## What you need to do
Rewrite the lines running from the line with "275L199 273L209 267L210" up to and including the line with "positive clicks: (175, 258)", switching "rough mask" to "coarse mask" and leaving everything else unchanged. Return only those lines.
--- Source material ---
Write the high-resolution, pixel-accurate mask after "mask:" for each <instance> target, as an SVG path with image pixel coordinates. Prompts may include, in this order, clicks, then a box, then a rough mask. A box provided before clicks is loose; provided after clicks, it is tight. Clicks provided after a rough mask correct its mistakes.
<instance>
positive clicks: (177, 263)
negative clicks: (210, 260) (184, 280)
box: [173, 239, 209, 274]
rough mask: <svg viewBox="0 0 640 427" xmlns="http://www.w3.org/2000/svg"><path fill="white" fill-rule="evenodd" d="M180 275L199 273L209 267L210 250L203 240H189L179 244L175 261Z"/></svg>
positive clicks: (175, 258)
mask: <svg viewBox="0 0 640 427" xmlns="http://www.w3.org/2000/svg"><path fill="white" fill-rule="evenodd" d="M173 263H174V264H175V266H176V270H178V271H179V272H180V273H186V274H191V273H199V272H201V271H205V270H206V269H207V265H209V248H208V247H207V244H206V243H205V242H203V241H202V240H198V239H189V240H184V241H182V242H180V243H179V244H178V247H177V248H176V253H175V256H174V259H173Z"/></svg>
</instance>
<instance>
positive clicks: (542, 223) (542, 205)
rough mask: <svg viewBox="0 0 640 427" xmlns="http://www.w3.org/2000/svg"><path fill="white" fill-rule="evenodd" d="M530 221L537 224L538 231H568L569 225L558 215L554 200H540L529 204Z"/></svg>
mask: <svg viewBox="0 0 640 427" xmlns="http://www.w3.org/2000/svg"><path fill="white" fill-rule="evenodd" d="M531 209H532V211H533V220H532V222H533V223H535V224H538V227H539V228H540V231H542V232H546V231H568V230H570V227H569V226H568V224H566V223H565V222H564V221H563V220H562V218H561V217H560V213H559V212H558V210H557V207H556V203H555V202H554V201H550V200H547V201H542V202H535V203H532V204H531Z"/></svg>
---
## Task solution
coarse mask: <svg viewBox="0 0 640 427" xmlns="http://www.w3.org/2000/svg"><path fill="white" fill-rule="evenodd" d="M180 275L199 273L209 267L210 250L203 240H189L179 244L175 261Z"/></svg>
positive clicks: (175, 258)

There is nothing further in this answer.